**TEXT SHOWN:**

▼

Intel introduced the groundbreaking 8086 microprocessor in 1978,
starting the x86 architecture that is widely used today. In this blog
post, I take a close look at the flip-flops in the 8086: what they do
and how they are implemented. In particular, I will focus on the
dynamic flip-flop, which holds its value using capacitance, much like
DRAM.2 Many of these flip-flops use a somewhat unusual "enable"
input, which allows the flip-flop to hold its value for multiple
clock cycles.
The 8086 die under the microscope, with the main functional blocks.I
count 184 flip-flops with enable and 53 without enable.Click this
image (or any other) for a larger version.
The 8086 die under the microscope, with the main functional blocks. I
count 184 flip-flops with enable and 53 without enable. Click this
image (or any other) for a larger version.
The die photo above shows the silicon die of the 8086. In this image,
I have removed the metal and polysilicon layers to show the silicon
transistors underneath. The colored squares indicate the flip-flops:
blue flip-flops have an enable input, while red lack enable.
Flip-flops are used throughout the processor for a variety of roles.

▲

**CHALLENGE 1:**
In the text on the 8086 flip-flops, what does a blue square on the die photo mark?
**CHALLENGE 2:**
Carry the text on the 8086 flip-flops forward from its last sentence with a further paragraph or two.

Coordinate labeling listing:
▼

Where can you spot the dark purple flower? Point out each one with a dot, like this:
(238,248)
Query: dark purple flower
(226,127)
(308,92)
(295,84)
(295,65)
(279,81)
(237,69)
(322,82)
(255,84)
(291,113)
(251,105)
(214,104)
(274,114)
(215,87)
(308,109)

▲

**WRITTEN REPLY 1:**
A flip-flop that has an enable input.

**WRITTEN REPLY 2:**
Around the edges, they hold the state for output pins. The control
circuitry makes heavy use of flip-flops for various state machines,
such as moving through the "T states" that control the bus cycle. The
"loader" uses a state machine to start each instruction. The
instruction register, along with some special-purpose registers (N, M
, and X) are built with flip-flops. Other flip-flops track the
instructions in the prefetch queue. The microcode engine uses
flip-flops to hold the current microcode address as well as to latch
the 21-bit output from the microcode ROM. The ALU (Arithmetic/Logic
Unit) uses flip-flops to hold the status flags, temporary input
values, and information on the operation.
The flip-flop circuit
In this section, I'll explain how the flip-flop circuits work,
starting with a basic D flip-flop. The D flip-flop (below) takes a
data input (D) and stores that value, 0 or 1. The output is labeled
Q, while the inverted output is called Q (Q-bar). This flip-flop is
"edge triggered", so the storage happens on the edge when the clock
changes from low to high.4 Except at this transition, the input can
change without affecting the output.
The symbol for a D flip-flop.
The symbol for a D flip-flop.
The 8086 implements most of its flip-flops dynamically, using pass
transistor logic. That is, the capacitance of the wiring holds the 0
or 1 state. The dynamic implementation is more compact than the
typical static flip-flop implementation, so it is often used in
processors. However, the charge on the wire's capacitance will
eventually leak away, just like DRAM (dynamic RAM). Thus, the clock
must keep going or the values will be lost.3 This behavior is
different from a typical flip-flop chip, which will hold its value
until the next clock, whether that is a microsecond later or a day
later.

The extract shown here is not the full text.